## Consignes
Relevez tous les partis politiques nommés dans le texte sur l'argent et le capital politique.

Peut-être avez-vous déjà entendu le mot célèbre de Jean-Paul Sartre: « L’argent n’a pas d’idée ». Il semble pertinent de le rappeler dans les circonstances présentes.
L’obsession humaine avec le capital tend trop souvent à lui mettre des oeillères quant aux dommages collatéraux qui résultent de sa quête de richesse. S’il existe des entreprises en forte croissance qui professent des valeurs et des pratiques humanistes - ET qui les mettent en application dans leur gestion interne - ces dernières sont certainement l’exception plutôt que la norme. On ne se fait pas d’argent en se faisant des amis, quoi. Moins, en tout cas.
Évidemment je généralise, mais c’est pour vous mettre en contexte.
Quand le but unique devient de gagner - ou d’économiser - de grandes sommes d’argent, l’impact humain des décisions prises peut prendre le bord rapidement.
Maintenant, parlons d’une autre forme de capital - le capital politique.
Blaine Higgs, chef du parti progressiste-conservateur (PC), a déclaré qu’il serait ouvert à former un gouvernement de coalition avec l’Alliance des Gens du N-B (AGNB) advenant une situation de gouvernement minoritaire au lendemain de l’élection (Acadie Nouvelle).
Soyons précis: la question du journaliste était : « seriez-vous prêt à considérer une coalition avec l’Alliance des gens, le NPD ou le Parti vert? » et la réponse de Higgs: « oui ». Higgs n’a pas explicitement dit qu’il formerait une coalition avec l’Alliance des gens. Mais baptême, il y en a gros d’écrit entre les lignes. Y’a toujours ben des limites à parler en avocat.

## Extrait des données
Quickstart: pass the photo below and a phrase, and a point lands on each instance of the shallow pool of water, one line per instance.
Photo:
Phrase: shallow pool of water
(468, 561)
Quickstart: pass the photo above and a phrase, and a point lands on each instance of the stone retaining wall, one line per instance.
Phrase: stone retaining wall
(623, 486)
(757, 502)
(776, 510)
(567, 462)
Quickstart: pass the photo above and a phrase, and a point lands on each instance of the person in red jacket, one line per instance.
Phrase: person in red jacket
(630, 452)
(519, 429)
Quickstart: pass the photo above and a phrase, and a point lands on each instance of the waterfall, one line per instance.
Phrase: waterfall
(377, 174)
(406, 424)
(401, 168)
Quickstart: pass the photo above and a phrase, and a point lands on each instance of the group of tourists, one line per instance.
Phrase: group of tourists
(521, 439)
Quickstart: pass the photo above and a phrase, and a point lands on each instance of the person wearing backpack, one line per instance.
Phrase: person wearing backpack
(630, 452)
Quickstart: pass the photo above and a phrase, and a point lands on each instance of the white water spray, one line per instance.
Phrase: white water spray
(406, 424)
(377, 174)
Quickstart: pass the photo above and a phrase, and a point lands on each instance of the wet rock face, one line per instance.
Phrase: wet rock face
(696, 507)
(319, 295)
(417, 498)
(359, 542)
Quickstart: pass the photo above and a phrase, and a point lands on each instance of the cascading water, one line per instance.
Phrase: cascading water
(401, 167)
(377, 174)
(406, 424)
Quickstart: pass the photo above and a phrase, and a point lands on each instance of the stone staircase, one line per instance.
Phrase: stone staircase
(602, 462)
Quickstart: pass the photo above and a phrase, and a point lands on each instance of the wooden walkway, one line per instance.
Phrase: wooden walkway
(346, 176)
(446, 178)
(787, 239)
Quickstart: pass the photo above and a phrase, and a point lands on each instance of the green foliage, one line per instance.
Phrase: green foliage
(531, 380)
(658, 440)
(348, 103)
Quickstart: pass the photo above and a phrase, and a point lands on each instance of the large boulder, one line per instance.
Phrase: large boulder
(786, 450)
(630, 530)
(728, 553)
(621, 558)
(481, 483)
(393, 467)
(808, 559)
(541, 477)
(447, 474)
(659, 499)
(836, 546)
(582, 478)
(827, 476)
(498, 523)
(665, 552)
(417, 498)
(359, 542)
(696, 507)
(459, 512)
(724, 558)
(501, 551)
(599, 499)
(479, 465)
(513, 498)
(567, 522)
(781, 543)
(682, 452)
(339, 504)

## Corrigé
- le parti progressiste-conservateur (PC)
- l'Alliance des Gens du N-B (AGNB)
- le NPD
- le Parti vert